───── Given passage

14 November 2006

Inspiring People 2

One of my favorite quotes is from Rumi, "The morning breeze has secrets to tell you, don't go back to sleep."

It's basically about when you wake up at some crazy hour, way before your alarm goes off to start your day, and instead of going back to sleep staying awake to hear what your intuition has to tell you. If you listen long enough, you'll hear it. Instead of being stressed out that you're not getting all your sleep be inspired that your intuition has woken you up. It's hard. Sleeping is so much fun. But if you can manage to stay up and listen, well, who knows?

From inspiration to income
Wayne Fromm has transformed frequent middle-of-the-night brainstorms into nearly 50 successful commercial products
Nov. 11, 2006. 09:40 AM From The Toronto Star

Almost everyone has thought of at least one great invention they believed would make them a million dollars. But few are like Wayne Fromm, who has converted his musings into nearly 50 successful commercial products.

Even among inventors that's a rare feat.

"Less than one-tenth of one per cent of patents are profitable. The odds are against you there," said Fromm, 51.

Over the past 18 years, Fromm's "hits" have included Disney's Beauty and the Beast Magic Talking Mirror, Crayola's Sketch-A-Lot and Nesquik and MacDonald's Magic Milkshake Makers.

But the buyer at a well-known regional camera chain knew none of this when Fromm stepped inside the Toronto store a few months ago looking for help getting his latest idea, the Quik Pod, on the market.

He just thought Fromm's invention, a kind of "extendable hand-held tripod" that lets you photograph yourself with your friends and family, was cool.

──────────

Answer these questions using the blog post above:
(a) Which quote from Rumi does the post name as a favorite?
(b) How old is Wayne Fromm?
(c) What is the name of the latest invention that Fromm wanted help bringing to market?

───── Extracted information

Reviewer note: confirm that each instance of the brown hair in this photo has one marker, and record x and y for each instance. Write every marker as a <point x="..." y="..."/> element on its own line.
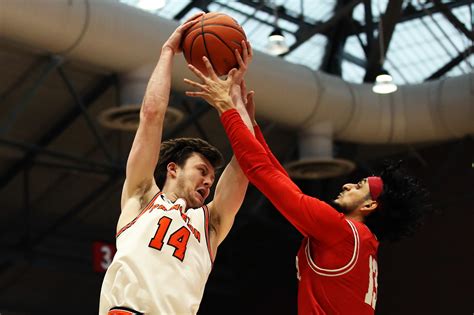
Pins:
<point x="179" y="150"/>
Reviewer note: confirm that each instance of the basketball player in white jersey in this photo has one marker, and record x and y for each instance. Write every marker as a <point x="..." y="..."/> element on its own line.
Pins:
<point x="167" y="236"/>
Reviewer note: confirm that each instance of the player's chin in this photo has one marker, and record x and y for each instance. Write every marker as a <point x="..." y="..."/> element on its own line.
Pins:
<point x="197" y="201"/>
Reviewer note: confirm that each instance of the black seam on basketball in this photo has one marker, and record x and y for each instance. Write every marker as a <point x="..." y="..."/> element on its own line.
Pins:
<point x="223" y="25"/>
<point x="231" y="49"/>
<point x="205" y="45"/>
<point x="203" y="19"/>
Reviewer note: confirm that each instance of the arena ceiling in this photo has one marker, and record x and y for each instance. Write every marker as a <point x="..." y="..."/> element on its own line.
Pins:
<point x="61" y="171"/>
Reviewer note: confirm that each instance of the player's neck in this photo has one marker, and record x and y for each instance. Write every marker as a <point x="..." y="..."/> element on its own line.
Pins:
<point x="171" y="192"/>
<point x="355" y="216"/>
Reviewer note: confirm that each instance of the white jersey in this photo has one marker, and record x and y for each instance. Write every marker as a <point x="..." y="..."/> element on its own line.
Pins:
<point x="162" y="262"/>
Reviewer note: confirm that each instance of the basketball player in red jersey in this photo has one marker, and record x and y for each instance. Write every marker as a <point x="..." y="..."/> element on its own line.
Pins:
<point x="337" y="261"/>
<point x="167" y="236"/>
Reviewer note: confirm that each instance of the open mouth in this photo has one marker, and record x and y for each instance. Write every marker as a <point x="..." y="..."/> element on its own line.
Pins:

──────────

▸ **The solution**:
(a) "The morning breeze has secrets to tell you, don't go back to sleep."
(b) 51
(c) The Quik Pod